Texto extraído —
▽

La soledad y el silencio son factores importantes para el recogimiento, pero cuando la contemplación es muy profunda se puede realizar la acción exterior con una vida normal. En esta situación sobrenatural se viven mejor los misterios de la fe y la vida cambia radicalmente. Si uno está obligado al trabajo ordinario, se tiene a Dios presente en la acción contemplativa y en la relación social; en ese estado, que suele ser llamado matrimonio místico, se aceptan con paz los sucesos de la vida, se obra sin apasionamientos, se superan fácilmente los disgustos, se suavizan las contrariedades, se controlan los nervios, se atemperan las pasiones, se dulcifican las palabras, y se actúa bajo la moción de un impulso interior que hace regular todos los actos.
Pocos contemplativos viven ese estado de unión con fervor permanente. Se dan en la oración y en la acción cambios de grados de intensidad, espacios de aridez, desgana e inapetencia espiritual. Las limitaciones personales y defectos de carácter, no del todo corregibles, permanecen como humillaciones muy provechosas que hacen sufrir increíblemente al contemplativo; y, al sentirse humillado, por no poder erradicar totalmente sus debilidades, como solución única se arroja a los brazos de la misericordia infinita de Dios Padre, comprendiendo las debilidades de todos los hombres. Si el místico tuviera la desgracia de cometer algún pecado importante, cosa que puede suceder, y, arrepentido, se confiesa, la gracia del perdón Dios le devuelve la gracia mística con igual o mayor intensidad que tenía antes del pecado, y sigue su vida normal, como si nada hubiera pasado. Así es el perdón de Dios para quien le ama con debilidades inevitables.
Cuando el alma se habitúa a la contemplación subida, y pasa a vivir en pura fe, cosa que suele suceder por permisión de Dios para mayor purificación, el contemplativo se siente como en una noche oscura, de la que habla San Juan de la Cruz. En ese estado, el alma mística sufre lo indecible por pensar y sentir que Dios está lejos, estando tan cerca como siempre o quizás más que nunca, pero de otra manera.
Para caminar hacia Dios y progresar en la vida espiritual, se va con más seguridad por el camino ascético de la fe que por el atajo de la mística de la contemplación.

△

Sección de datos —

▽

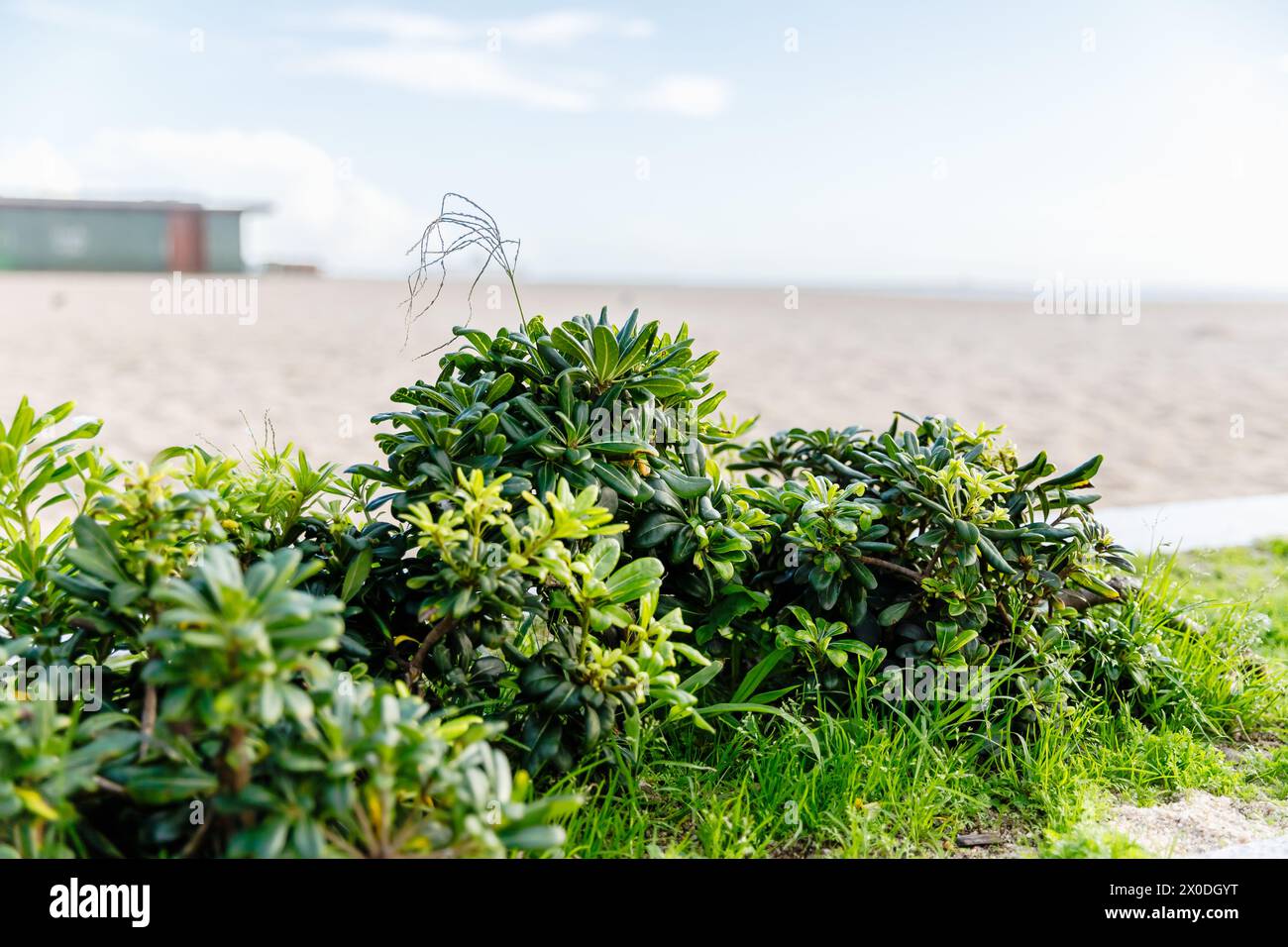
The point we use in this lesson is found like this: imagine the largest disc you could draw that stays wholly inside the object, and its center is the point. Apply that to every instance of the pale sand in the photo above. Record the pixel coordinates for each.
(1158, 398)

△

Reproduce el pasaje del texto sobre la vida contemplativa que va desde "Cuando el alma" hasta "de otra manera.", incluidas ambas partes. Trabaja solo con el texto, sin recurrir al material.

Respuesta al ejercicio —
Cuando el alma se habitúa a la contemplación subida, y pasa a vivir en pura fe, cosa que suele suceder por permisión de Dios para mayor purificación, el contemplativo se siente como en una noche oscura, de la que habla San Juan de la Cruz. En ese estado, el alma mística sufre lo indecible por pensar y sentir que Dios está lejos, estando tan cerca como siempre o quizás más que nunca, pero de otra manera.